# Provided passage:
# Just returned from Aruba



## AmyL4408 (Jan 29, 2007)

We just spent 1 week at the Ocean Club in a 1BR   


First of all,  loved the Island!!   We really enjoyed our time driving around, and especially grocery shopping!


Not so much in love with the Ocean Club or the Surf Club!!


No offense intended, I have never been to New York, but I think now I might have experienced it.    I think 99% of the guests at the 3 Marriotts were from New York!    Lots of Jewish people too.


The first day,  I thought we were going to die of shock.     Kids running around unattended......        We couldn't get near the pool or bar.      We ended up going to the beach (I hate sand).    There was a woman under a palapa right near us with a baby in a stroller.   She actually left the baby in the stroller and went to the pool with her other child!!      I think that every couple must have had at least 3 children with them.  


The beach seems to be a problem.    I thought the resorts were not sharing beach?    Well the surf club beach is so small, and no nice view or area to swim.      So all those blue towel people would come and sit at the Ocean Club beach.       I thought there was a 2 hour rule on chairs & palapas?   In one week I didn't see even ONE persons things moved.     Lots of open palapas,  but they were all marked reserved,  no people at them even at Noon.


I might exchange to go back someday with my daughter.   Because I do like the Island, and the weather.       


Is it always a mini-New York?    Always a million kids running around?



When the surf club is finally finished how many people would be there when full?    We figure there must be a couple thousand between the 3 Marriotts.



So in review...

Loved the Island
Not so much Loved the Marriotts


----------



## AmyL4408 (Jan 29, 2007)

# Required work:
Reproduce the Aruba trip thread from "# Just returned" up to and including "especially grocery shopping!".

# Data listing:
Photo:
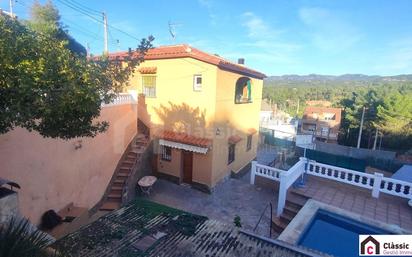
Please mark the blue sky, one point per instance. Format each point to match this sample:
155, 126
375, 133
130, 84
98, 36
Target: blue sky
275, 37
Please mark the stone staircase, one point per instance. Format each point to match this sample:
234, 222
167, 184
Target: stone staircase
114, 193
294, 202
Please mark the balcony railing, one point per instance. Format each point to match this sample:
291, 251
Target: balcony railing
376, 182
121, 98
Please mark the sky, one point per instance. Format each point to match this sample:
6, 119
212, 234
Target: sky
276, 37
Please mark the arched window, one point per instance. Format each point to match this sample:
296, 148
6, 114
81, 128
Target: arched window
243, 92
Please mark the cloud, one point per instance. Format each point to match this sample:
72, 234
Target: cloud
266, 43
257, 27
328, 31
209, 5
395, 58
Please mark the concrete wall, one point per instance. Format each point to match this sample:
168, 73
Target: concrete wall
354, 152
52, 173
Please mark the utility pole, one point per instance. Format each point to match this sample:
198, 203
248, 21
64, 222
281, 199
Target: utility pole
376, 140
361, 126
11, 7
380, 141
106, 47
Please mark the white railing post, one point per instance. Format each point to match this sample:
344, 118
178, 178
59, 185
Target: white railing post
282, 194
252, 172
377, 179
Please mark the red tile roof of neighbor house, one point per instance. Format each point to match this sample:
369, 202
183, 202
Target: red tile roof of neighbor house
234, 139
184, 138
186, 51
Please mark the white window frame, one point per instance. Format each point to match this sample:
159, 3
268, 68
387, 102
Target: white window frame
152, 90
197, 87
163, 153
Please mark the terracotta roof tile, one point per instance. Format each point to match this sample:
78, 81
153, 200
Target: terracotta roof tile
184, 138
252, 131
186, 51
148, 70
234, 139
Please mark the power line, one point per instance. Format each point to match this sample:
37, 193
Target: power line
81, 6
73, 7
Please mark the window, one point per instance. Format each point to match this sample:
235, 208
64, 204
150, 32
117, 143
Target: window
325, 131
197, 83
231, 156
166, 153
243, 91
249, 142
149, 86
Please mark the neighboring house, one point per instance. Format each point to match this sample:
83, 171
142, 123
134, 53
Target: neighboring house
202, 113
318, 103
322, 122
266, 112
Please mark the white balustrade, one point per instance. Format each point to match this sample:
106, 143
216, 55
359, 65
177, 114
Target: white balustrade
375, 182
121, 98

# Problem solution:
# Just returned from Aruba



## AmyL4408 (Jan 29, 2007)

We just spent 1 week at the Ocean Club in a 1BR   


First of all,  loved the Island!!   We really enjoyed our time driving around, and especially grocery shopping!